Source extract |
Also the enclosure is going to dictate the end overall sound with respect to what the woofer is capable of. 

pwkdesigns.com

he will make the most of what you are wanting, And you are wanting audible loudness. It will do well numberwise on a TL but will sound louder than a pure SPL set up.
His plans are 50 bucks. He takes a while but the end result will be worth it.


----------



## jcarver (May 28, 2012)

Pimpnyou204 said:


> Im not sure where u got yout facts from but I threw 4k+ tones on 2 hdc3 12s and they took it easy.. What your not understanding is watts is pretty much meaning less and most ppl here will tell u that 3db gains are double the watts.. I mean really I run 4k and to gain some I need 10k? No thanks be smarter..
> 
> When you port a box correctly to a sub and car your speaker will move literally half as much. Allowing for higher power. The cheapest thing for what u want is gonna be a hdc4 and I don't even like them much but dollar for rms u won't touch it..
> 
> My next suggestion would be to go to caraudioforums.com talk to spl audio he makes custom subs and will make u a thick ass spider that wont budge. I have a 15 he made on a sundown 3k it laughs at it and I had a 300 amp alt and batts. But motors and build what u want.


I'd have to go back to read my post but I only have room for 1 hdc3, if i had room for 2 this would be easy.

I love the hdc4 but 1 wont take the power 2 wont fit. A thicker spider may reduce excursion but will kill efficiency. Probably wont help me get any louder at all.


----------



## Pimpnyou204 (Jul 13, 2011)

If I can get 2 12 in my small trunk I don't see how u can't in yours.. If u can't do 2 12 and plan to do 4k on only 1 sub you'll be terribly disappointed.. Motor force is going to account for way more.. 

If your think any spl sub is using less than 2 spiders your crazy. Effiency is out the window at 4k your thermal at thar point.


----------



## jcarver (May 28, 2012)

cubdenno said:


> Give a look at the TC Sounds AXIS 12's. Should handle the power and come real close to your 150 if not a bit above on short bursts of that amount of power. Plus with the 2 motors power compression will be lessened than if you just had one motor. more cone area than a single 15 as well. Going to be somewhat pricey, but with your power requirements and the other subs you are looking at, they should be competitive.
> 
> Wish Chad would get involved. His perspective on BIG power can't be beat. These 50kw systems and many kilowatts on a speaker is laughable. Contact the manny's and ask them if the warranty still applies if you put that amount of power continuously and to back it up in writing.
> 
> ...


Are they really that much better that on 2k music, which is what i run now, they would be that much louder? And the hdc4 should take the 5k on burps but i want it to take that daily. so sorry i dont know that those would work for me... at least not just one of them. there isnt enclosure recomendations for them online so I dont know maybe 2 of them would fit in 5 cu ft (gross). What do you think. And btw this is the first time I ever heard someone make that statement about sensetivity...


----------



## jcarver (May 28, 2012)

Pimpnyou204 said:


> If I can get 2 12 in my small trunk I don't see how u can't in yours.. If u can't do 2 12 and plan to do 4k on only 1 sub you'll be terribly disappointed.. Motor force is going to account for way more..
> 
> If your think any spl sub is using less than 2 spiders your crazy. Effiency is out the window at 4k your thermal at thar point.

Excerpts from point annotation data:
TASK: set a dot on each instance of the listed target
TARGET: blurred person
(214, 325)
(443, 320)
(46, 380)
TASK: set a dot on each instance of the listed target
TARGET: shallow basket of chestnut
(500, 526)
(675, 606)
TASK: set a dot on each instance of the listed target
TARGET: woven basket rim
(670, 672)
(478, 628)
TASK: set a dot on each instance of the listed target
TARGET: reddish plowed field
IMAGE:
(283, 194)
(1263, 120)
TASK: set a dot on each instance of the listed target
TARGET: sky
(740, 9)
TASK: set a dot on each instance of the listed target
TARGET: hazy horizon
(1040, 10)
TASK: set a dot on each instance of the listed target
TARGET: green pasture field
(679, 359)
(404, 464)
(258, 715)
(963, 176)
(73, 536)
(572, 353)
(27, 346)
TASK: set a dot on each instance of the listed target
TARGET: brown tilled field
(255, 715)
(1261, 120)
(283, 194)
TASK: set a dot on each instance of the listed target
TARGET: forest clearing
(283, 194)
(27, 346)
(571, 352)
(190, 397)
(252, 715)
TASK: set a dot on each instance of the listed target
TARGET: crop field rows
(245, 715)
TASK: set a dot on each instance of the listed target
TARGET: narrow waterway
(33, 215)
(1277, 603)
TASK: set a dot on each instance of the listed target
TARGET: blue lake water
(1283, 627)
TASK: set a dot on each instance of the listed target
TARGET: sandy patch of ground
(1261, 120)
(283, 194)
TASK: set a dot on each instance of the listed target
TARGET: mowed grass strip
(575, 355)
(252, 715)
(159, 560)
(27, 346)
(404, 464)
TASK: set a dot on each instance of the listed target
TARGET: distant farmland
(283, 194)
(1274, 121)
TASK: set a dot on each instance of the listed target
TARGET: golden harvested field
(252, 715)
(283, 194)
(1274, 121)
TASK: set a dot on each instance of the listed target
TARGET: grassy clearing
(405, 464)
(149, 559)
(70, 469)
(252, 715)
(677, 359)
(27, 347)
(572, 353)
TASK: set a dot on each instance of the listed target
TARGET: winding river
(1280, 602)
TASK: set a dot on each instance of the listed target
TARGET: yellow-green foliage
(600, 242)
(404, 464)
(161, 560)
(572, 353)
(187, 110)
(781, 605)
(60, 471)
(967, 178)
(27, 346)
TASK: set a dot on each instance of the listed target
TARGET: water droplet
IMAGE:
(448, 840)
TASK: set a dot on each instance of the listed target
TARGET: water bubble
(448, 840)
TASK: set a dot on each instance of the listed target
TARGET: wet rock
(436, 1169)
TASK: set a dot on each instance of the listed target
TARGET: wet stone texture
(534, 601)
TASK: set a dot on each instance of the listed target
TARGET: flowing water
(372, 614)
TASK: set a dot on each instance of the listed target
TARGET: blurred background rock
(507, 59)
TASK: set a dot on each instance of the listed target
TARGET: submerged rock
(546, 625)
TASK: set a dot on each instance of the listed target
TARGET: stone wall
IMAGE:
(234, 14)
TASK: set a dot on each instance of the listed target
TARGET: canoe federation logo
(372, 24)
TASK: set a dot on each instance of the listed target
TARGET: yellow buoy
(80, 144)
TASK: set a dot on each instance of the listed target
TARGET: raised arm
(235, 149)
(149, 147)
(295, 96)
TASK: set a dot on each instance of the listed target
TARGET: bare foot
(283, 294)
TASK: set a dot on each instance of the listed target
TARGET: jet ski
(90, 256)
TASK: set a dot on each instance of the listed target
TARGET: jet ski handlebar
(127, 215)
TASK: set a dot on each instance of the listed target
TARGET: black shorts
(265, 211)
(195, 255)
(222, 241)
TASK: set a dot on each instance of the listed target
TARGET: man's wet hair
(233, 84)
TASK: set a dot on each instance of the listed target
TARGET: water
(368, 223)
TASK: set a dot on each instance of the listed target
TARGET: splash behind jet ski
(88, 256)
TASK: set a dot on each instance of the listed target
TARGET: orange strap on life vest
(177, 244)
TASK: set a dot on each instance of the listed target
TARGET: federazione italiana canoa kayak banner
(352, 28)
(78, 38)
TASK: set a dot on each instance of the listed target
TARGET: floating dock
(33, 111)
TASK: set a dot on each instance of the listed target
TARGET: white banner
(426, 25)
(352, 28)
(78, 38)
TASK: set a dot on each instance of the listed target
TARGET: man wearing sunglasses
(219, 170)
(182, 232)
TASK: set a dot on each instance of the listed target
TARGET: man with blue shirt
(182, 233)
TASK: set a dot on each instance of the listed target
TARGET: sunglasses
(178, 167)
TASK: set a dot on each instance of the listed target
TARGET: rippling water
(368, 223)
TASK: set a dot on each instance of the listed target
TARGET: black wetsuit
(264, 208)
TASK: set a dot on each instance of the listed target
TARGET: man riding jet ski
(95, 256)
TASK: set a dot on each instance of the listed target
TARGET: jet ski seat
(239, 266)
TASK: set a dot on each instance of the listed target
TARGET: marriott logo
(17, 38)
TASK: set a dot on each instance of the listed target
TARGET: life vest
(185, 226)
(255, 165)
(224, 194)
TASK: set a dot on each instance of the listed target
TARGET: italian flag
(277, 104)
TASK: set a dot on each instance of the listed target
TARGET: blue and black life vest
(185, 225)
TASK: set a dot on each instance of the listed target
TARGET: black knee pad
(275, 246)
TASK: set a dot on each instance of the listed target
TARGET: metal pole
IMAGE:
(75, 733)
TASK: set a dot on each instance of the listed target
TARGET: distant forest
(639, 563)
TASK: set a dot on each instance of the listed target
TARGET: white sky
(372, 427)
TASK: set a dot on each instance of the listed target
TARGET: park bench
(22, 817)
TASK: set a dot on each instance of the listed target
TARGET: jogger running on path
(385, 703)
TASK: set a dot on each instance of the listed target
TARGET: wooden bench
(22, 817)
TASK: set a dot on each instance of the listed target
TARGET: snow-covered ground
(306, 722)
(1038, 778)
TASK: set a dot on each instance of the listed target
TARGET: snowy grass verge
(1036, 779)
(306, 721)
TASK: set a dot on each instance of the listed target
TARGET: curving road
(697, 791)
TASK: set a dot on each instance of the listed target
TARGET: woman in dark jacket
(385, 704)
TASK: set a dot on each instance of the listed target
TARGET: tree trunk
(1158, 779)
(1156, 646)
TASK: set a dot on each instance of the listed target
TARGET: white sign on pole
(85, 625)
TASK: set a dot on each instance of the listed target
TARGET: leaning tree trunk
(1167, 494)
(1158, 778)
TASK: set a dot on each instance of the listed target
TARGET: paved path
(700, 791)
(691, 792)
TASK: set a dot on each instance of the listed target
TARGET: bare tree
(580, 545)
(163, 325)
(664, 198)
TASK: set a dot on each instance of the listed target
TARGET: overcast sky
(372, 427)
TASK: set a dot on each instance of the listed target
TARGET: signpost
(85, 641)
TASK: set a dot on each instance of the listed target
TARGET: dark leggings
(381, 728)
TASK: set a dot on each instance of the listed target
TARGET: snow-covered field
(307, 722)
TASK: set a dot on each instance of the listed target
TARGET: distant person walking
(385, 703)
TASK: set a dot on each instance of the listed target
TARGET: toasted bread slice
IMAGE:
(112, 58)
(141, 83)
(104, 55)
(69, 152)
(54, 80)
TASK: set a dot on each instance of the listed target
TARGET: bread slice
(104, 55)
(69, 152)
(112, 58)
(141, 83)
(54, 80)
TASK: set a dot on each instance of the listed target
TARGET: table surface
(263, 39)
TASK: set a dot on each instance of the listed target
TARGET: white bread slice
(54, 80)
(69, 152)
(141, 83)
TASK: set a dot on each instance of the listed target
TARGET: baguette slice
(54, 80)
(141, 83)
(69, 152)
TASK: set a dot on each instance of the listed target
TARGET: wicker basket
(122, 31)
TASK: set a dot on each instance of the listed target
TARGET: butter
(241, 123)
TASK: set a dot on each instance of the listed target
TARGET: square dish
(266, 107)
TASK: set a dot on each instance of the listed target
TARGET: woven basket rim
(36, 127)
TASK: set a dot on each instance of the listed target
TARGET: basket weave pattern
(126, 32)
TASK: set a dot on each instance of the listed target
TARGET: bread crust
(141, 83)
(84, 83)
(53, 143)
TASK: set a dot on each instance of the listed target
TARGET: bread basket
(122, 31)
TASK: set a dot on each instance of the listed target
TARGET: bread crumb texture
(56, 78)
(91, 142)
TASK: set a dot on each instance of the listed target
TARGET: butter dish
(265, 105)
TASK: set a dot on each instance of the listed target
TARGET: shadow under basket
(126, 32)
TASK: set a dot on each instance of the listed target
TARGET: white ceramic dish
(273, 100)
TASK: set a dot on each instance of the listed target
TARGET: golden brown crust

Complete the following |
[1] Name every forum username in the car audio thread that appears either as a post header or in a "said:" line introducing a quote.
[2] Continue the car audio forum thread from its last line.

Answer list |
[1] jcarver, Pimpnyou204, cubdenno

[2]
Then maybe there are some subs that can do 2500 on music that will wit in my small space. i have 5 cu ft gross if i rear fire them. if i fire them up i can get an extra 1.5 cu ft... any thoughts....


----------



## jcarver (May 28, 2012)

cubdenno said:


> Also the enclosure is going to dictate the end overall sound with respect to what the woofer is capable of.
> 
> pwkdesigns.com
> 
> ...


Thanks I'll reach out to him. Audible loudness is the key truthfully.


----------



## jcarver (May 28, 2012)

here is a pic of my aq in my scion. You can see i have a few inches of room left to the back if i fire up.. that box nets about 3.3.


----------



## cubdenno (Nov 10, 2007)

The Axis (TC3000) was originally marketed as a 3-4 kw speaker. 30mm 1 way Xmax said to be used in a small sealed enclosure. 4 voice coilsyielded either a ~4 ohm, ~1 ohm, ~0.25 ohm load depending on how you wired to a single mono amp. 

My 15" has been used in a multitude of enclosure designs. I run it on a single Sundown SAZ1500 amp. I have an aquaintance who runs a Sundown SAZ3000 to the same sub. no problems. Cone itself (aluminum) acts as part of the cooling mechanism for the coils.

So I figure 2 of the 12's with the same motor (3HP) should be fine on 5kw.

And lets face it, with box rise and thermal rise, plus that you are playing music, the full 5kw is unlikely. prolly more like 3500-4000 peak.

Just my $0.02 on the subs I recommended.


As for the efficiency thing. Nothing earth shattering. Most sensitivity readings unless specified are given at 1000 hertz. Which obviously has zero bearing on low end sensitivity. Plus HOR is that figure obtained. More and more it's at 2,83 volts. Which for a 4 ohm speaker is 2 watts. So subtract 3db from that figure. 

Then read about hoffman's iron law. 

Then research what the home theater crowd uses for low bass. It's generally not pro audio drivers. Pro audio high efficiency drivers work amazingly in big ported or horn loaded designs. Key ingredient being big. Those high efficient high FS, low Xmax speakers are great for big enclosures.


----------



## cubdenno (Nov 10, 2007)

Also should add that they work well in smaller ported enclosures. Best that I have is a single reflex bandpass but that gets out of control size-wise quick.

It's more of getting adequate port area for two subs that can displace that much air on that amount of power.


----------



## Underground Audio (May 29, 2012)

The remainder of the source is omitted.